=== TRAVAIL À FAIRE ===
**A)** Réécrivez sous forme de liste le paragraphe du texte sur Namor qui commence par « Parce que oui, comme dans tout bon mythe », en conservant ses faits principaux.
**B)** D'après le texte sur Namor, qui trahit Namor et l'emprisonne pour prendre le pouvoir ?
**C)** Poursuivez le texte sur Namor à partir de sa dernière phrase.

=== TEXTE À LIRE ===

····················

Parce que oui, comme dans tout bon mythe, il faut un usurpateur à affronter. Dans le cas de Namor, c’est Krang, son fidèle chef de guerre, qui finira par le trahir et l'emprisonner pour prendre le pouvoir. Pour couronner le tout, il faut bien évidemment une femme au milieu de tout ça, en la personne de Dorma. Désirant plus que tout conquérir le cœur du Prince des Mers, l’atlante va lui venir en aide et même se constituer prisonnière auprès de Krang pour protéger son bien-aimé, quitte à passer pour une traîtresse à ses yeux ! Un sens du sacrifice très romantique et désastreusement cliché, mais digne des meilleures tragédies classiques. 

S’il y a aussi un peu de mythe arthurien dans tout ça, on retrouve surtout dans la mise en scène de ces relations l’amour de Stan Lee pour les soap operas. Comme il l’a fait pour les Fantastic Four, Stanley Lieber apporte beaucoup d’humanité et de quotidien dans l’écriture de ses personnages, même quand il sont, comme ici, totalement en déphasage avec la réalité.

····················

=== LIGNES ===
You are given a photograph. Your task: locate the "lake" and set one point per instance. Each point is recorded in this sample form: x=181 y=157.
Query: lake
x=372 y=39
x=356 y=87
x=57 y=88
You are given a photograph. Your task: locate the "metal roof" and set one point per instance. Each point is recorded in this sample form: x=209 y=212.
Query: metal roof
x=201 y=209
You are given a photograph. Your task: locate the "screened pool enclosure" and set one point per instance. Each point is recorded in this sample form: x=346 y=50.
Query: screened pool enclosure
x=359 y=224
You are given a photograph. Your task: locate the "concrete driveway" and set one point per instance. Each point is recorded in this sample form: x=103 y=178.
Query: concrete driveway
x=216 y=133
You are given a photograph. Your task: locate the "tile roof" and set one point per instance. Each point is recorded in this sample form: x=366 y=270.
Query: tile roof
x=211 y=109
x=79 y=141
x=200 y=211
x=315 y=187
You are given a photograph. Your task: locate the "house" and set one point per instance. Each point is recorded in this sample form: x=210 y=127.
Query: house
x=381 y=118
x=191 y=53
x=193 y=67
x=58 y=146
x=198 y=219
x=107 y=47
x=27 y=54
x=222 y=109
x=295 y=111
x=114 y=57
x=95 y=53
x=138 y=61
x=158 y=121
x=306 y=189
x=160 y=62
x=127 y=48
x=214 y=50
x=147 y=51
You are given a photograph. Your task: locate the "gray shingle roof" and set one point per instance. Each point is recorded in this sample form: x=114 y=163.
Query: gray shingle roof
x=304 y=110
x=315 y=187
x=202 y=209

····················

=== RÉPONSES PAR TÂCHE ===
**A)**
- Comme tout bon mythe, l'histoire a besoin d'un usurpateur.
- Krang, le fidèle chef de guerre de Namor, finit par le trahir et l'emprisonner pour prendre le pouvoir.
- Dorma, une Atlante qui veut conquérir le cœur du Prince des Mers, lui vient en aide.
- Pour protéger son bien-aimé, elle se constitue prisonnière auprès de Krang, au risque de passer pour une traîtresse à ses yeux.
- Ce sacrifice est romantique et très cliché, mais digne des meilleures tragédies classiques.

**B)** C'est Krang, son fidèle chef de guerre.

**C)**
Plus fort que Patrick Duffy ! 

Défenseur de son peuple, mais aussi des fonds marins, le Prince des Mers peut être perçu comme une sorte de proto-héros écologiste, même s’il lui arrive de manipuler les créatures marines comme un dresseur de cirque. 

Ce qui est sûr, c’est que le personnage porte un vrai message auprès du peuple de la surface et sensibilise, avec une manière forte qui lui est toute particulière, les êtres humains à l’importance de la préservation de l’océan et de sa faune. Si, encore une fois, Marvel n’est pas forcément avant-gardiste dans cette démarche, la Maison des Idées surfe sur les sujets de société qui animent cette période de Guerre Froide, où les gens comprennent que le nucléaire représente autant un danger pour leurs ennemis que pour eux-mêmes.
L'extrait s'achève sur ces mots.